DIRECTIVE:
Shift each coordinate in the answer boxes by adding 65, and write out the data again with the requests included, starting with the line containing "label: yellow-green foliage" and going on through the line containing "(240, 294), (306, 304)". Leave the numbers inside the requests unchanged.

○ ○ ○ ○ ○ ○ ○

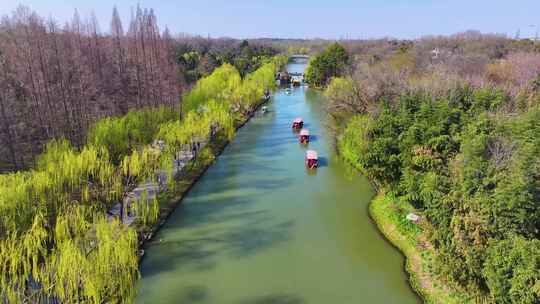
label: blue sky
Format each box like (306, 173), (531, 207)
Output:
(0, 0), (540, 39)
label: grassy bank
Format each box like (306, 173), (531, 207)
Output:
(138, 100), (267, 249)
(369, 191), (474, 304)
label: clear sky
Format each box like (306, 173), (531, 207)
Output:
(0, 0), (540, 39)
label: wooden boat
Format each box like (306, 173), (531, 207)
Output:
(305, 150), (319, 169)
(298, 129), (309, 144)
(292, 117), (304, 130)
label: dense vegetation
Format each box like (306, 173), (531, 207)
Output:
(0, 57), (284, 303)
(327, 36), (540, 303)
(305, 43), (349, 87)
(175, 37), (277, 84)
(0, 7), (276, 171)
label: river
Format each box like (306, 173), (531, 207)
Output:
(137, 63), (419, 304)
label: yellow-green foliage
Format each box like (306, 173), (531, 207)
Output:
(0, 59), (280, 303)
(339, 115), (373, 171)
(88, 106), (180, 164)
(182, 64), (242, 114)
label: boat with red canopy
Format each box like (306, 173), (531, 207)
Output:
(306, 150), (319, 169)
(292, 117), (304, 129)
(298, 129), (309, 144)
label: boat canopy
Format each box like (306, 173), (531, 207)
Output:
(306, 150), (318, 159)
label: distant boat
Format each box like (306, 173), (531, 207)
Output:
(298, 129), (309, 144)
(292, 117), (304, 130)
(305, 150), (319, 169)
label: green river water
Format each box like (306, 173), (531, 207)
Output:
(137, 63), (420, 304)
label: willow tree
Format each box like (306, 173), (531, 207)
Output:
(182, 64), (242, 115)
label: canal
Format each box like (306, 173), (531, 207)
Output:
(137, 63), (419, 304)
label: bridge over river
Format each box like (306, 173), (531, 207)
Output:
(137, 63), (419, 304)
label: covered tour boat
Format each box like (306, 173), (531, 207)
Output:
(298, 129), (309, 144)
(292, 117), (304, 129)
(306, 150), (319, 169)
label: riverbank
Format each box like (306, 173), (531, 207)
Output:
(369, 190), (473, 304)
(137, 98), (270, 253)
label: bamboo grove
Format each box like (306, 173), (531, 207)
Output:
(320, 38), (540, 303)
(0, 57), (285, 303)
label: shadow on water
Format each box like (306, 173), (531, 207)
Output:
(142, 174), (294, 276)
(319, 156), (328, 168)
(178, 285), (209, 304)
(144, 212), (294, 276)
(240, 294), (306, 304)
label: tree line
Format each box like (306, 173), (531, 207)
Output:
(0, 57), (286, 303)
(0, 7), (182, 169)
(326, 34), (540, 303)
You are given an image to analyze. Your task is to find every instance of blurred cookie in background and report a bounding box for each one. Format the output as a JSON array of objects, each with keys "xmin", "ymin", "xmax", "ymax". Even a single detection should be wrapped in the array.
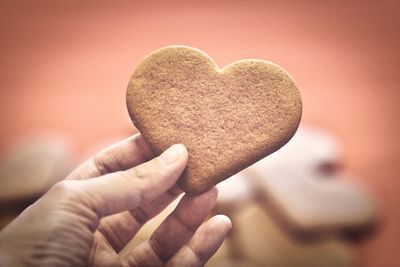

○ ○ ○ ○ ○ ○ ○

RESULT OF THE TASK:
label: yellow-green foliage
Format each box like (306, 173), (531, 207)
Output:
(65, 124), (345, 368)
(404, 180), (438, 236)
(153, 171), (245, 229)
(247, 129), (307, 179)
label: boat with red canopy
Format each box like (306, 173), (531, 207)
Output:
(371, 215), (384, 234)
(357, 182), (369, 194)
(363, 194), (374, 209)
label: boat canopy
Format each box like (306, 173), (531, 207)
Output:
(371, 215), (383, 224)
label: distant boat
Format each box like (306, 173), (531, 207)
Output:
(363, 194), (374, 209)
(357, 182), (369, 195)
(370, 215), (384, 234)
label: green river water
Format each box like (306, 173), (531, 207)
Output:
(202, 128), (485, 369)
label: willow tree
Format each box like (306, 173), (531, 207)
Output:
(247, 129), (307, 180)
label: canal
Format each box like (306, 173), (531, 207)
Output:
(202, 128), (484, 369)
label: bridge over river
Format each box like (306, 173), (531, 207)
Output:
(202, 128), (484, 369)
label: covered tour boat
Format each box like (306, 173), (531, 207)
Output:
(363, 194), (374, 209)
(357, 182), (369, 194)
(371, 215), (384, 234)
label: riverbank
Format each box like (306, 173), (531, 207)
Output:
(434, 255), (538, 369)
(202, 163), (335, 318)
label: bamboo grove
Format each box like (306, 173), (531, 207)
Output:
(385, 103), (605, 368)
(65, 122), (350, 368)
label: shadow on water
Format each box like (306, 173), (531, 207)
Output:
(207, 239), (359, 341)
(384, 221), (393, 233)
(243, 350), (274, 369)
(209, 277), (359, 341)
(305, 359), (371, 369)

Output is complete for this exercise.